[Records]
= = =

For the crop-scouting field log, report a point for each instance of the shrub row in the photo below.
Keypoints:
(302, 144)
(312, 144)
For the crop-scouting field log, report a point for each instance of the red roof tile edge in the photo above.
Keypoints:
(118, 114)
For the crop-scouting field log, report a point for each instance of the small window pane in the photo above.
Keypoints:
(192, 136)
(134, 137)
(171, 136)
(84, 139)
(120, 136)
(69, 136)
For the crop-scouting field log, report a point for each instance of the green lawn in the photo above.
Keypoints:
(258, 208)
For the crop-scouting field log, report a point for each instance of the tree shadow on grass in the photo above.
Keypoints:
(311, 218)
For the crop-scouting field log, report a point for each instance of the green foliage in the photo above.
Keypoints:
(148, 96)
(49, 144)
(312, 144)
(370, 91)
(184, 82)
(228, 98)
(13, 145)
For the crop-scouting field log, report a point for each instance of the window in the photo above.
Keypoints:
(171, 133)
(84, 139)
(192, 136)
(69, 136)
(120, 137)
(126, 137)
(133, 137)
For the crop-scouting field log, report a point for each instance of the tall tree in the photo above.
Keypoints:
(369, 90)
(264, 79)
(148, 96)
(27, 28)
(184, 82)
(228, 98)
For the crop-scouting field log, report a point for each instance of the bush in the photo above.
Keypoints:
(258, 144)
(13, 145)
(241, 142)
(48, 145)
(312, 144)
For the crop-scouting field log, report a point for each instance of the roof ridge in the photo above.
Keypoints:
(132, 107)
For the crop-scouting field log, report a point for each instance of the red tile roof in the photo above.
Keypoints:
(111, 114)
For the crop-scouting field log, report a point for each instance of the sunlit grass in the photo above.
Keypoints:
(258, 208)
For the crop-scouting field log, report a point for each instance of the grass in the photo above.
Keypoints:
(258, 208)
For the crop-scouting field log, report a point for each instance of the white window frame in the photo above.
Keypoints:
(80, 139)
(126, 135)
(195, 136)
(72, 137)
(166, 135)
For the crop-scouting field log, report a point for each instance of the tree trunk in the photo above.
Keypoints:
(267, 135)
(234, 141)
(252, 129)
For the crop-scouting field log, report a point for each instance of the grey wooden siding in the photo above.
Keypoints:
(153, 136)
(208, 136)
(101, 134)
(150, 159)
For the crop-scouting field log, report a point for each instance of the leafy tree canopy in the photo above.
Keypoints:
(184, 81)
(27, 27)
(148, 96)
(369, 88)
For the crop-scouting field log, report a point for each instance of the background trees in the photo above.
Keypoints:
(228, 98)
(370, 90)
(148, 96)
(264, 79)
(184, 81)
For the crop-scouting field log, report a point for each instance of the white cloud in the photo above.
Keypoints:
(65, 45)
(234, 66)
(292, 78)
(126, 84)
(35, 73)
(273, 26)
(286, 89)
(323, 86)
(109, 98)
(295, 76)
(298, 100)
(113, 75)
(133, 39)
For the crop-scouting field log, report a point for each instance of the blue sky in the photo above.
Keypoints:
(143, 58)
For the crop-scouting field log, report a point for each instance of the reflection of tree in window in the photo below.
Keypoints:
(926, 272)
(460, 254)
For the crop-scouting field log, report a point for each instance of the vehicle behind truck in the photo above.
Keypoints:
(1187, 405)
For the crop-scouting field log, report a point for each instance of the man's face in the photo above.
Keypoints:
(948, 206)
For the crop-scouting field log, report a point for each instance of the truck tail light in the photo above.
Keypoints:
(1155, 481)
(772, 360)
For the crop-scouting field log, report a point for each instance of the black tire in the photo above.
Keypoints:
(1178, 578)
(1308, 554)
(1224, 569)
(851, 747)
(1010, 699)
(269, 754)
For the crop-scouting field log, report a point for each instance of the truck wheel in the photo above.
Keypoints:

= = =

> WORK INSTRUCTIONS:
Could you give the stretch of the records from the line containing "light in the photo above." through the end of the records as a numbered list, leaving out any blank lines?

> FINISHED EXERCISE:
1. For the crop-scouting field log, report a point for each instance of the truck tail light in the photo above.
2. Keypoints:
3. (1155, 481)
4. (772, 360)
5. For the crop-scouting field log, report a point for each instance of the black tire in the photo above.
6. Keypoints:
7. (1178, 578)
8. (1308, 554)
9. (1224, 569)
10. (851, 747)
11. (1010, 699)
12. (269, 754)
13. For the crop-scouting field log, report a point for each instance of the truck wheel in the photo above.
14. Keypoints:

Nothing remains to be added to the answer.